# [WHAT IS EXPECTED]
Keep only those lines of the items below that contain the string "green", and copy each of them in full. Case counts.

# [LISTING]

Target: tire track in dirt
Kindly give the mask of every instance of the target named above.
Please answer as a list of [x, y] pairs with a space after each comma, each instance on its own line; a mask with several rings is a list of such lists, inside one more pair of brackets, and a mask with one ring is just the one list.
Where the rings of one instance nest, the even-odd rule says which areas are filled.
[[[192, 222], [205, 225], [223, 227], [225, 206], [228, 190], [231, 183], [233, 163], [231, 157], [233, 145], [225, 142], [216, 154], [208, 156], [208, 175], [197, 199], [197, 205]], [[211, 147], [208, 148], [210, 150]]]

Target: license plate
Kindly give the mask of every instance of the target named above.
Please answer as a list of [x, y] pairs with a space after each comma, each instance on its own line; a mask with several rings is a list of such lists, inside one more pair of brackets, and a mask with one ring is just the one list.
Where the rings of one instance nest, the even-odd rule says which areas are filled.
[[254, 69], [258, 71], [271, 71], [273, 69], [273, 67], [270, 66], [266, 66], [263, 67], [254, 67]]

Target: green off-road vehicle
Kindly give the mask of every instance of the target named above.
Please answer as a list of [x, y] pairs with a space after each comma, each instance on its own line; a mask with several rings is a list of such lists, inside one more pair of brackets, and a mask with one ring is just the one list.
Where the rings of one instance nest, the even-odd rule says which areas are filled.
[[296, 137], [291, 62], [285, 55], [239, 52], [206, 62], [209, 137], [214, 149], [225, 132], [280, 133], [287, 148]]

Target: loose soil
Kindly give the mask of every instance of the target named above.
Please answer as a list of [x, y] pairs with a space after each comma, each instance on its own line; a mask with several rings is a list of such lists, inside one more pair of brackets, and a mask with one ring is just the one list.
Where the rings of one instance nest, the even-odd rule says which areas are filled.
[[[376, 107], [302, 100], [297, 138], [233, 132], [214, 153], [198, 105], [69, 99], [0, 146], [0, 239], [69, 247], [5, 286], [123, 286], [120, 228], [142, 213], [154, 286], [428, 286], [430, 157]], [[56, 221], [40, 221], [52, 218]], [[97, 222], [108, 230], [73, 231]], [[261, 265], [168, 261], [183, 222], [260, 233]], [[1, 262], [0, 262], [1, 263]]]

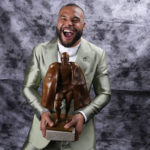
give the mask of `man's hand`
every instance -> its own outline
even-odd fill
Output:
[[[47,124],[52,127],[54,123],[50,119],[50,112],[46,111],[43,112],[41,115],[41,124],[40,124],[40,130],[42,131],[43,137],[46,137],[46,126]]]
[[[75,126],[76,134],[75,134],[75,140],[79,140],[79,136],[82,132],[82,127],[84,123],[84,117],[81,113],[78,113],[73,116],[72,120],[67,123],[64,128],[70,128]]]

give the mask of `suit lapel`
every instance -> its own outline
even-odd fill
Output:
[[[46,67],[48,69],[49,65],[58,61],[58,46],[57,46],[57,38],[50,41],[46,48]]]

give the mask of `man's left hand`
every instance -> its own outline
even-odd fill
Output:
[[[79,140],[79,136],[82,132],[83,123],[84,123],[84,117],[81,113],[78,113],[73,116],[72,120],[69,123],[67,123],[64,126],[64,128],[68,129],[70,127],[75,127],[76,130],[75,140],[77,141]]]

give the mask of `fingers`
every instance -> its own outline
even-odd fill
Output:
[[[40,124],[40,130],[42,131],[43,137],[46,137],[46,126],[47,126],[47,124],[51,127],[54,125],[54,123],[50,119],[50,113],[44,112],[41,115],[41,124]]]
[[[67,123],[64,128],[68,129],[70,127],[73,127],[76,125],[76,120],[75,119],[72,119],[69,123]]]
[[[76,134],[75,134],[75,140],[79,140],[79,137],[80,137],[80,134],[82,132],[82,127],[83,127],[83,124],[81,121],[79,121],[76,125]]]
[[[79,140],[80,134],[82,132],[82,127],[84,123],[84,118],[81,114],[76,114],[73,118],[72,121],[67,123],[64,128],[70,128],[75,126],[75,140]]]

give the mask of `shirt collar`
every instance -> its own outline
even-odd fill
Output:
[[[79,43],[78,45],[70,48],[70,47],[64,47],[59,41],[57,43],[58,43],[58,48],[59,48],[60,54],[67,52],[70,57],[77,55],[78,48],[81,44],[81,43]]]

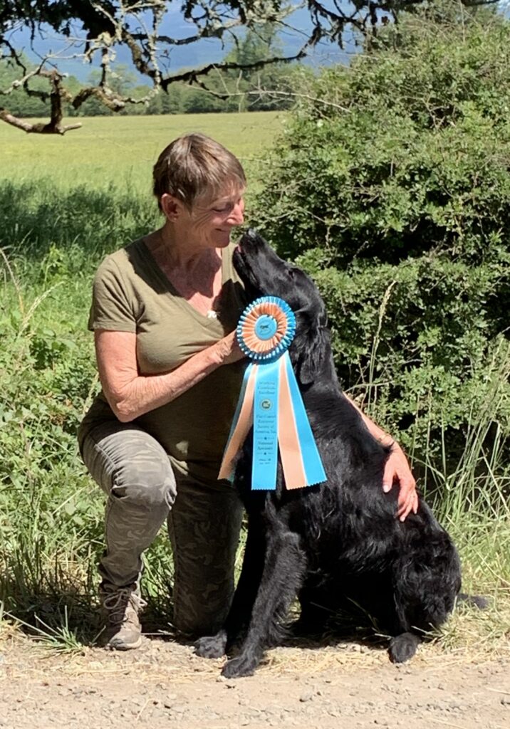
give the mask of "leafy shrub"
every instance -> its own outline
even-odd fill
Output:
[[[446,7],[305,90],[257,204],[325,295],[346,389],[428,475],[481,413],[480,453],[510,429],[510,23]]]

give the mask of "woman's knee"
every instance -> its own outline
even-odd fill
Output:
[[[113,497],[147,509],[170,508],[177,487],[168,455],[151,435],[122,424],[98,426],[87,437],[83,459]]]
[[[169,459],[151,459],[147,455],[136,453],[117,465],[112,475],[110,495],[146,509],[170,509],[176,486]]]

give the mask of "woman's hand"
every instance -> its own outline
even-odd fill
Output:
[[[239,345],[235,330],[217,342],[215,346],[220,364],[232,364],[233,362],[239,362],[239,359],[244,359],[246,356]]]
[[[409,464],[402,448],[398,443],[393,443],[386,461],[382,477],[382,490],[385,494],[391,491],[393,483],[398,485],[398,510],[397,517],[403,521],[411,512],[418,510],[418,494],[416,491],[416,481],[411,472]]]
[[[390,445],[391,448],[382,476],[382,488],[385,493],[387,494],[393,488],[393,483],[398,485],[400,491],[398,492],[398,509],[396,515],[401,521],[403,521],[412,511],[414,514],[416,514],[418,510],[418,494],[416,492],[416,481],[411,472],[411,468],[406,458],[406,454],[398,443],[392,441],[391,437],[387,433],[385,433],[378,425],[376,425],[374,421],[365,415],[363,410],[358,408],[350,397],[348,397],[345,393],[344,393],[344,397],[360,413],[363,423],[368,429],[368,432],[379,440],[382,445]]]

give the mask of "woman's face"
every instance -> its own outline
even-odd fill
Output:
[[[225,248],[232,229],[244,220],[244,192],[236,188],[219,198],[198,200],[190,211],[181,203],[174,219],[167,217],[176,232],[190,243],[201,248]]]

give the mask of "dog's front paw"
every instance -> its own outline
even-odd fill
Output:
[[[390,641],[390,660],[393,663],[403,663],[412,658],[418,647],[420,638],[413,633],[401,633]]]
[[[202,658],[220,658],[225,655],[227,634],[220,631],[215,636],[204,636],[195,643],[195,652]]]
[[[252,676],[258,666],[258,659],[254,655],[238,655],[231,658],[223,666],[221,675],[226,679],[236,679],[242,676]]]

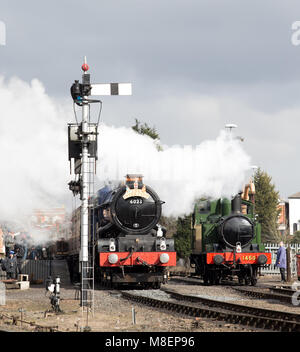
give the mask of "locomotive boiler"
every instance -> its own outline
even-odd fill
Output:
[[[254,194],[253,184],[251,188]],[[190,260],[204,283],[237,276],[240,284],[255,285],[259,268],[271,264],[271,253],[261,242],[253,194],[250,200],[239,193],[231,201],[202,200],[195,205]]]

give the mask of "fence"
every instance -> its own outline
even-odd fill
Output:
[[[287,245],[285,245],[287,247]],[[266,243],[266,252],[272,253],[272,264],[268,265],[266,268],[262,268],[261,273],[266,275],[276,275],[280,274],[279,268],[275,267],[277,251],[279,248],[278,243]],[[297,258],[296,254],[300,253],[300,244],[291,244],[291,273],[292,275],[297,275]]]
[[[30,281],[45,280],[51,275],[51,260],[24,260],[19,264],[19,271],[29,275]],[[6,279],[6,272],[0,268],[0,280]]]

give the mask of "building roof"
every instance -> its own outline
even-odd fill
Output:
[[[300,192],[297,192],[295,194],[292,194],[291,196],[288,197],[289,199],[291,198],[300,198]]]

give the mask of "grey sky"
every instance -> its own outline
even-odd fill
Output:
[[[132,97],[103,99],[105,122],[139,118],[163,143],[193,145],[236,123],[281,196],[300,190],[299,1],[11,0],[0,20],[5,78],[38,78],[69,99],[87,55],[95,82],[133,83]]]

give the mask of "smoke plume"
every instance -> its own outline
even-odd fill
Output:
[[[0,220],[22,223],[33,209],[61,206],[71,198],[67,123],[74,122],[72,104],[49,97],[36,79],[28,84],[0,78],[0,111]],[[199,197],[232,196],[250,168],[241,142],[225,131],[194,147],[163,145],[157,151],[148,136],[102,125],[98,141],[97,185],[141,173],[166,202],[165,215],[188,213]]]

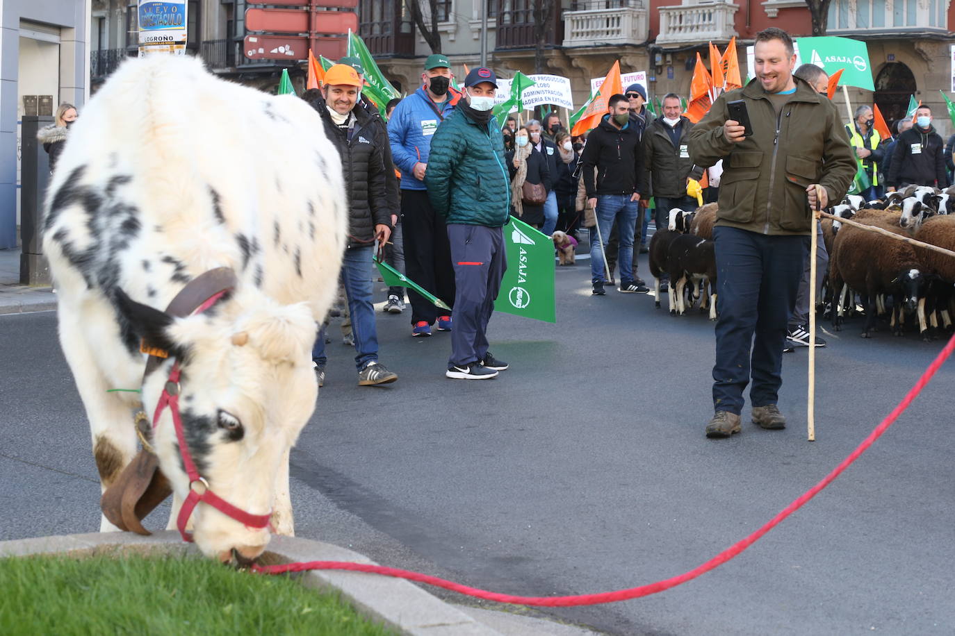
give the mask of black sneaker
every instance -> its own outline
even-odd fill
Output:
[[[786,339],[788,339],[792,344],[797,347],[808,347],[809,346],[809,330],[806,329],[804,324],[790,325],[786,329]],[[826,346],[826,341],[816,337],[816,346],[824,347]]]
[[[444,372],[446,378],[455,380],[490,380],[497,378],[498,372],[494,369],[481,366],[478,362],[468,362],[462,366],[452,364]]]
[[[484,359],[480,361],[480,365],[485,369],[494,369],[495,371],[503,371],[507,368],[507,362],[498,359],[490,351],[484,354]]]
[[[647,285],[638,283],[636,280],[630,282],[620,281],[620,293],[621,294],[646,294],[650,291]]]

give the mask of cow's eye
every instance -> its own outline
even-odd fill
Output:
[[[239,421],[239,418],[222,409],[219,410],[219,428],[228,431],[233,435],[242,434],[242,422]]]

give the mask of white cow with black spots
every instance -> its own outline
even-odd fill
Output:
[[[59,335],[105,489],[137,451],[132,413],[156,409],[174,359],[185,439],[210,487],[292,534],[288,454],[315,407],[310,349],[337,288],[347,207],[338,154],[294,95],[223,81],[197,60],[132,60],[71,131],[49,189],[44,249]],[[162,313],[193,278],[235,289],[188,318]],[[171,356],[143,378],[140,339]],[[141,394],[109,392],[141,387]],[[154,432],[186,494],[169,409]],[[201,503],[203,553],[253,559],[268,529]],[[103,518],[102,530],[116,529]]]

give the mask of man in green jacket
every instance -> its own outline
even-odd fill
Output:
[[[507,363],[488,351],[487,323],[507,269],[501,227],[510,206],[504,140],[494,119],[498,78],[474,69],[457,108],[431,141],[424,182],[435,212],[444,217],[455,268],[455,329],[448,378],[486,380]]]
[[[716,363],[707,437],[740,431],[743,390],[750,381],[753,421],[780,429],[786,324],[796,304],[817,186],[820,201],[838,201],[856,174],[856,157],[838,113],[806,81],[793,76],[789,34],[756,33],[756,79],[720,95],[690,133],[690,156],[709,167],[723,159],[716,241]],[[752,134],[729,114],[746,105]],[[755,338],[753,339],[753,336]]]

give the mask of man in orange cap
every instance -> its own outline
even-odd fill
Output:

# [WRITTEN ANSWER]
Target: green off-road vehicle
give the mask of man in green jacket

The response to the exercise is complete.